_Supplied passage:_
1)”Pathways from Cannabis to Psychosis: a review of the evidence” reviews the scholarly research on the marijuana and psychosis connection.   The research from South Africa is by Jonathan K Burns and is found in the Frontiers of Psychiatry from October 14, 2013.

2)”Cannabis and First Episode Psychosis: Different Long-term Outcomes Depending on Continued or Discontinued Use,” is a study from Spain by Pinto, Gonzalez et. al. found in the Schizophrenia Journal.  (It’s good to know that a marijuana-induced psychosis need not tie your child to mental illness forever.)

3)  “The risk of schizophrenia and cannabis-induced psychosis and timing of onset were unrelated to familial disposition” is a conclusion from “Familial Disposition for Psychiatric Disorder,” by Mikkel Arendt et. al.  See the Archives of General Psychiatry as published by the American Medical Association in 2008.  This Danish study of 7,075 individuals followed from 1994-2005 showed that not having a familial link to mental illness is not protection against cannabis-induced psychosis.

_Given records:_
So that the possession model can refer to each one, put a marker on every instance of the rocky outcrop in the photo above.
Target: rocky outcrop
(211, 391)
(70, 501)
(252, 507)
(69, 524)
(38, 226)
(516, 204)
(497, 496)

_Exercises:_
1. Translate this sentence from the passage on cannabis and psychosis into Spanish: "This Danish study of 7,075 individuals followed from 1994-2005 showed that not having a familial link to mental illness is not protection against cannabis-induced psychosis."
2. According to the passage on cannabis and psychosis, where and on what date was the research by Jonathan K Burns published?

_Expected outputs:_
1. Este estudio danés de 7.075 personas, seguidas de 1994 a 2005, mostró que no tener un vínculo familiar con la enfermedad mental no constituye protección contra la psicosis inducida por cannabis.

2. In the Frontiers of Psychiatry, on October 14, 2013.